◆ What is required ◆
Copy out the records below, swapping each "integer pixel values" for "whole-number pixel coordinates" and leaving everything else untouched.

■ ■ ■ ■ ■

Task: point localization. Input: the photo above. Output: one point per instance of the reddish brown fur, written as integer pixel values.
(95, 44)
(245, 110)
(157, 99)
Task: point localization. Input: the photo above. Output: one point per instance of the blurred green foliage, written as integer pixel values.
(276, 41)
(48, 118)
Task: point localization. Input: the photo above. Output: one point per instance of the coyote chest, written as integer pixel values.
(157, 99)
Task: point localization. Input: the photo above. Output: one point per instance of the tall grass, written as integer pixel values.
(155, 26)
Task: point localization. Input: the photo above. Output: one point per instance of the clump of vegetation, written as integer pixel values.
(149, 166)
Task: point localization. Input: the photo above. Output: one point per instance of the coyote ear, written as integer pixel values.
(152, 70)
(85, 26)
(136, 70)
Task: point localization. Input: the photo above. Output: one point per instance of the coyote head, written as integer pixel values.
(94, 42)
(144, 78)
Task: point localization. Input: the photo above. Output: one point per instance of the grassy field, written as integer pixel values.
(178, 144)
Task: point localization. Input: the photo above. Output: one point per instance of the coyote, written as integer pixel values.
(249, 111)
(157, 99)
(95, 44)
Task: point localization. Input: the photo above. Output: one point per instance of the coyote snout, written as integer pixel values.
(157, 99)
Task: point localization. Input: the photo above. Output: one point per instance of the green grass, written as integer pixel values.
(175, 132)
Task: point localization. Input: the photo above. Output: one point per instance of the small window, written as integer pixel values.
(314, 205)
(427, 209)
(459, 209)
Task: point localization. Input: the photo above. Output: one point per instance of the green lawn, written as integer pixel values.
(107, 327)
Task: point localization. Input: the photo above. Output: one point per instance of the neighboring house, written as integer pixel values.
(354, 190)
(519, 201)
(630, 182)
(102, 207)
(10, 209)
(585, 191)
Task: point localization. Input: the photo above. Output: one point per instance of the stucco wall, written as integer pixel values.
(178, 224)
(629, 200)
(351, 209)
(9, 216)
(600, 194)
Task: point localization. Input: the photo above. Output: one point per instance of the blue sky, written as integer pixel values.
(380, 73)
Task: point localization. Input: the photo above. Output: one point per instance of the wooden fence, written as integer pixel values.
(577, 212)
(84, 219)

■ ■ ■ ■ ■

◆ Full response ◆
Task: point localization. Input: the photo above. Output: one point per instance of the reddish brown fur, written as whole-number pixel coordinates.
(95, 44)
(245, 110)
(157, 99)
Task: point localization. Input: the photo above. Output: one point per instance of the blurred green foliage, written as whole-number pixel coordinates.
(276, 41)
(48, 118)
Task: point localization. Input: the photo above. Output: one point per instance of the coyote chest, written as whole-number pixel coordinates.
(157, 99)
Task: point localization. Input: the photo above. Output: one point per instance of the tall grass, written as whole-number pixel coordinates.
(155, 26)
Task: point localization. Input: the photo above. Output: one point per instance of the clump of vegetation, written as whole-number pixel coordinates.
(149, 166)
Task: point localization. Input: the photo above. Output: one point per instance of the coyote ear, written as whole-number pixel coordinates.
(152, 70)
(85, 26)
(136, 70)
Task: point localization. Input: the photo above. Output: one point per instance of the coyote head, written as whole-number pixel coordinates.
(94, 42)
(144, 78)
Task: point localization. Input: the photo above. Output: one point per instance of the grassy field, written as whole-number pixel coordinates.
(178, 144)
Task: point localization. Input: the photo above. Output: one point per instance of the coyote, written as whole-number pixel coordinates.
(249, 111)
(157, 99)
(95, 44)
Task: point localization. Input: the photo above. Output: one point per instance of the coyote snout, written as whole-number pixel coordinates.
(157, 99)
Task: point localization. Input: the photo above. Output: one point per instance of the green grass, written as whole-number pixel coordinates.
(175, 132)
Task: point localization. Input: the photo above. Output: one point per instance of the small window, written as whole-number pixel coordinates.
(314, 205)
(427, 209)
(459, 209)
Task: point localization. Input: the photo above. Output: one point per instance of the green lawn, written as whole-number pixel coordinates.
(107, 327)
Task: point localization. Input: the photo above. Output: one point per instance of the neighboring house, written as whole-number pixel coordinates.
(354, 190)
(519, 201)
(630, 182)
(102, 207)
(10, 209)
(585, 191)
Task: point localization. Input: the photo above. Output: one point per instance of the stucco wall, written as whole-number pixel coordinates.
(178, 224)
(629, 200)
(351, 209)
(9, 216)
(600, 194)
Task: point localization. Input: the photo above. Output: one point per instance of the blue sky, written as whole-number pixel coordinates.
(380, 73)
Task: point localization. Input: the photo above. Output: one point per instance of the wooden fence, written as whole-number pixel coordinates.
(577, 212)
(84, 219)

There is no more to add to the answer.